Stored data
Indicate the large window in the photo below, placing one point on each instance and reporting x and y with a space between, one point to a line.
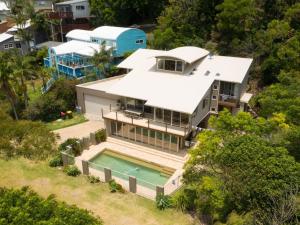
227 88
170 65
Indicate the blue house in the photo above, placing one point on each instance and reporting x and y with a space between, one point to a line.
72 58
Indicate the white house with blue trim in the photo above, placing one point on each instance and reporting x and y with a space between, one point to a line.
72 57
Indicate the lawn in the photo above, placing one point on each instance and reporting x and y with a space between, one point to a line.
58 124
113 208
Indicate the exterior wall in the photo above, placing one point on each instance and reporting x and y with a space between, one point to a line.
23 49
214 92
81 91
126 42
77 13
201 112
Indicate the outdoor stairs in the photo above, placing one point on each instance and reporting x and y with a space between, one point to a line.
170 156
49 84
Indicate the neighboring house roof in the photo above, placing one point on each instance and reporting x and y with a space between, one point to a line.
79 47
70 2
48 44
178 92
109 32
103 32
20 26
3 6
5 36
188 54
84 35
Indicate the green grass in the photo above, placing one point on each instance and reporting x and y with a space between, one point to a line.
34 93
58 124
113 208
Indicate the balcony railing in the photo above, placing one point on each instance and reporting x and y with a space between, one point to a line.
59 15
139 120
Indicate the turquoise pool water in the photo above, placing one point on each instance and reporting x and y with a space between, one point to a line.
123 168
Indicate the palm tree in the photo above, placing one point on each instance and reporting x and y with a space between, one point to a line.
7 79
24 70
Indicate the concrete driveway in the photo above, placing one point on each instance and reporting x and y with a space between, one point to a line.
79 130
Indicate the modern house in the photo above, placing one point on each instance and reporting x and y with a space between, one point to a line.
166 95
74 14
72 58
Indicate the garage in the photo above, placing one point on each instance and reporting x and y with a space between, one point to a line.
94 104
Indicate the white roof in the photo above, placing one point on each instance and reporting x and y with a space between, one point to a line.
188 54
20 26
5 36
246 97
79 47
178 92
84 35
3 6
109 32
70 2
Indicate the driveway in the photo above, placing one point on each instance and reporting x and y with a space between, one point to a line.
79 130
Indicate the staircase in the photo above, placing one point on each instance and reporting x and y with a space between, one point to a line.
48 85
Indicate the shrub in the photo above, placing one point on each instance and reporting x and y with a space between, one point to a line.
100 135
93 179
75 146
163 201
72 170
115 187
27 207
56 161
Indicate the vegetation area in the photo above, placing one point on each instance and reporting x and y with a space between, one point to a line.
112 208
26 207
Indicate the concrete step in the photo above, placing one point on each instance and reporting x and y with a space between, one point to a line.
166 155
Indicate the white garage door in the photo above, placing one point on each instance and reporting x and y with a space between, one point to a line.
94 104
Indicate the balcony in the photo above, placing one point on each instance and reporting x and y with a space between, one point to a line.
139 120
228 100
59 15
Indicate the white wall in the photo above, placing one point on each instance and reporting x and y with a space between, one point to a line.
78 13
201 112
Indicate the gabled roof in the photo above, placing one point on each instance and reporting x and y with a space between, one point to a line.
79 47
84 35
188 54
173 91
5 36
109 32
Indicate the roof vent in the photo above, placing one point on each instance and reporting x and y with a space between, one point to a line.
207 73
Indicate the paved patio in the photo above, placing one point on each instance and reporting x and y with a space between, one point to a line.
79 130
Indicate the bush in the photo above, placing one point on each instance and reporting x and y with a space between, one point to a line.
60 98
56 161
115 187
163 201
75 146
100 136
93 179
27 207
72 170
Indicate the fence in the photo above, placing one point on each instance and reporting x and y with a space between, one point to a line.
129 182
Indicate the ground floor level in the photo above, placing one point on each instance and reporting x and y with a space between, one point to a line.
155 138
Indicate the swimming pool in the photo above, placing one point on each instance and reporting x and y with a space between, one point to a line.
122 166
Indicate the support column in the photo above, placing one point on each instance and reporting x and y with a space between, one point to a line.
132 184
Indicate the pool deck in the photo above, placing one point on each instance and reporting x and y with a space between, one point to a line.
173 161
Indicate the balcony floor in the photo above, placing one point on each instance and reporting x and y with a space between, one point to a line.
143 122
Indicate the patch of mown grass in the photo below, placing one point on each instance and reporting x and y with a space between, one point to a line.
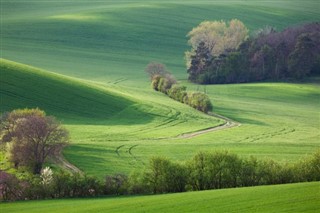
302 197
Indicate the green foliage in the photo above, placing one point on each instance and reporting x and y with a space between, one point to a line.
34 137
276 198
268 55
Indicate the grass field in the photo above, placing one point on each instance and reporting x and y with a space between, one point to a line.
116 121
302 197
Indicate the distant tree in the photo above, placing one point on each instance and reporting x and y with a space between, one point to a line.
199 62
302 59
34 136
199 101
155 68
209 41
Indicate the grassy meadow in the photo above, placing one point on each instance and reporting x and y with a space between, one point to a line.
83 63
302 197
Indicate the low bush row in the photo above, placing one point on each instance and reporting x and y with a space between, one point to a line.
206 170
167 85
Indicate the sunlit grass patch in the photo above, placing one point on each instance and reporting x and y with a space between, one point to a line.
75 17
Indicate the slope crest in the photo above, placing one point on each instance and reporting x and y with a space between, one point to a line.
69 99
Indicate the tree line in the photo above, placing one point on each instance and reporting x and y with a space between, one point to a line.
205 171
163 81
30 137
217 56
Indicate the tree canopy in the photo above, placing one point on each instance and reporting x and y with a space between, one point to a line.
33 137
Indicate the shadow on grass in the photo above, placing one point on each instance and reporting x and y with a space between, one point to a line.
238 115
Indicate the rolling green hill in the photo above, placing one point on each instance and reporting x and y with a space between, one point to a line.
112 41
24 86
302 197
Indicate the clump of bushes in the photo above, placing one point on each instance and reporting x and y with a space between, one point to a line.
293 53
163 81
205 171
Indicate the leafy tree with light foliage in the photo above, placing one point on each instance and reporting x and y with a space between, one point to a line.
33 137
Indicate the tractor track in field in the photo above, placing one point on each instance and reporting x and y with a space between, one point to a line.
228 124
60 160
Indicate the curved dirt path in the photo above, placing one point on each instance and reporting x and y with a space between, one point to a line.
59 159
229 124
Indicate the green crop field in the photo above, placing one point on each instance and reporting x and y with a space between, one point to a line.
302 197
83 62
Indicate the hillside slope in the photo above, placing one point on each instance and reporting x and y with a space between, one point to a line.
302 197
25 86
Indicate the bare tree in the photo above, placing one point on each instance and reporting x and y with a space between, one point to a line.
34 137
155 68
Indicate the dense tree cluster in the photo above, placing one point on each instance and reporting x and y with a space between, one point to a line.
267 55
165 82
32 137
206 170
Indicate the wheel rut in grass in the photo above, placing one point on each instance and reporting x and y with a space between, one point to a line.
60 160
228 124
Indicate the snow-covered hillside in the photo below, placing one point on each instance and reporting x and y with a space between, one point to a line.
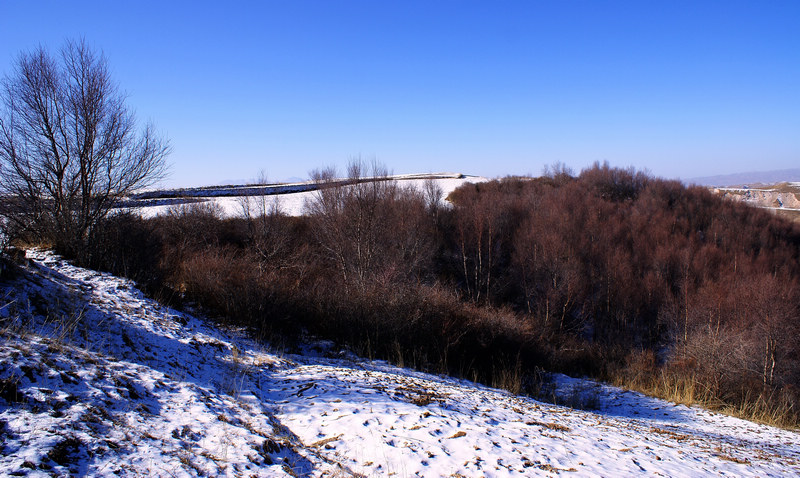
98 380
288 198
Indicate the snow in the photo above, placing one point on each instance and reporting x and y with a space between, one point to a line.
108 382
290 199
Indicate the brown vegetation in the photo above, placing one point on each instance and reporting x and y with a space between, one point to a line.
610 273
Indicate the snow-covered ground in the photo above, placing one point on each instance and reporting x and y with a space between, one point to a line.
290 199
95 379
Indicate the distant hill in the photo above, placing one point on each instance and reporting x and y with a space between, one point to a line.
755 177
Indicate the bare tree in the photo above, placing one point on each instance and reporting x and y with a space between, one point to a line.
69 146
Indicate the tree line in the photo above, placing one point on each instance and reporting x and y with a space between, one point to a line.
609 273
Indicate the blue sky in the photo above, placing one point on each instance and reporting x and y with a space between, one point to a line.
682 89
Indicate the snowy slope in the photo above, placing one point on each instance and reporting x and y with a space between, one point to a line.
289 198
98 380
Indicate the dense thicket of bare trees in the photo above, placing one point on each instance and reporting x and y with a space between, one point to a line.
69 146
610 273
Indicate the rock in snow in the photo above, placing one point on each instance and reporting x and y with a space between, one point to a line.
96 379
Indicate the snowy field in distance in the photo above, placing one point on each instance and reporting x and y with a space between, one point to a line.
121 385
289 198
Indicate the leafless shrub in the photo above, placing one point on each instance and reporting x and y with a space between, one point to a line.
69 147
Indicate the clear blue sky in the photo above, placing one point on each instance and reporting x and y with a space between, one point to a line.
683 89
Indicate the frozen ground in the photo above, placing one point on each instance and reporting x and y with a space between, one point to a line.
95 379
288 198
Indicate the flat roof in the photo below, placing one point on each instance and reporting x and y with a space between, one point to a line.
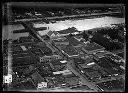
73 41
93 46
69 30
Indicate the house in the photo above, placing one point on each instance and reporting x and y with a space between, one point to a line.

What needs to be done
Set down exactly, and only, the lines from the one holding "Indicate the snowy field" to the end of the records above, leaving every picture out.

Answer to this problem
Indicate the snowy field in distance in the photo above, placing one point on each instance and reporting x and y with a space between, one point to a line.
121 385
289 198
Indicate the leafless shrub in the photo above, placing one point on each instance and reporting x and y with a space between, one point to a line.
69 147
Indicate the clear blue sky in the photo above, placing one point on each instance and reporting x and y with a space between, one point to a line.
683 89
Indicate the frozen ground in the photo above, placing one point on each instance and reporting x and y with a space between, one point to a line.
95 379
288 198
Indicate the flat roof in the photo below, placing one point on each instance and reporting x and y with a space between, one point to a line.
73 41
93 46
69 30
Indicate the house in the photo above, placing one point on each instance and reporting x and y with a space between, one point to a line.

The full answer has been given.